## PROBLEM TO WORK ON
Convert the lines from the first one through the line that contains "M 322 187 L", inclusive, into a Markdown table with a No. column for the row number and a Text column for the line. Leave out blank lines and any pictures.
Start of EXTRACTED RECORDS
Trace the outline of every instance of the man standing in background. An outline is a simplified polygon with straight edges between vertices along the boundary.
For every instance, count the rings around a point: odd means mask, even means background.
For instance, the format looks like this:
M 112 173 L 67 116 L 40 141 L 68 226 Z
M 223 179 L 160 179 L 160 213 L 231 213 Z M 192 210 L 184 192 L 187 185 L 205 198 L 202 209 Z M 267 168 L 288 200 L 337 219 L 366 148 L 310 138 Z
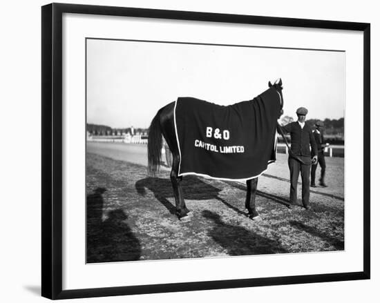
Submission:
M 322 187 L 327 187 L 325 183 L 325 173 L 326 170 L 326 163 L 325 162 L 325 155 L 323 154 L 323 148 L 326 146 L 324 144 L 323 133 L 322 129 L 323 128 L 323 122 L 317 121 L 315 124 L 315 130 L 313 132 L 315 141 L 316 142 L 316 149 L 318 151 L 318 162 L 312 165 L 312 187 L 315 186 L 315 172 L 316 166 L 319 163 L 321 166 L 321 177 L 319 178 L 319 185 Z M 328 145 L 328 144 L 327 144 Z
M 310 165 L 318 161 L 316 144 L 312 128 L 305 123 L 307 110 L 303 107 L 297 109 L 298 120 L 281 126 L 284 133 L 290 133 L 292 143 L 288 164 L 290 170 L 290 197 L 289 208 L 297 204 L 297 183 L 301 172 L 302 179 L 302 204 L 310 209 Z M 310 152 L 311 148 L 311 152 Z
End of EXTRACTED RECORDS
## REPLY TO THE EXERCISE
| No. | Text |
|---|---|
| 1 | Trace the outline of every instance of the man standing in background. An outline is a simplified polygon with straight edges between vertices along the boundary. |
| 2 | For every instance, count the rings around a point: odd means mask, even means background. |
| 3 | For instance, the format looks like this: |
| 4 | M 112 173 L 67 116 L 40 141 L 68 226 Z |
| 5 | M 223 179 L 160 179 L 160 213 L 231 213 Z M 192 210 L 184 192 L 187 185 L 205 198 L 202 209 Z M 267 168 L 288 200 L 337 219 L 366 148 L 310 138 Z |
| 6 | Submission: |
| 7 | M 322 187 L 327 187 L 325 183 L 325 173 L 326 170 L 326 163 L 325 162 L 325 155 L 323 154 L 323 148 L 326 146 L 324 144 L 323 133 L 322 129 L 323 128 L 323 122 L 317 121 L 315 124 L 315 130 L 313 132 L 315 141 L 316 142 L 316 149 L 318 151 L 318 162 L 312 165 L 312 187 L 315 186 L 315 172 L 316 166 L 319 163 L 321 166 L 321 177 L 319 178 L 319 185 Z M 328 145 L 328 144 L 327 144 Z |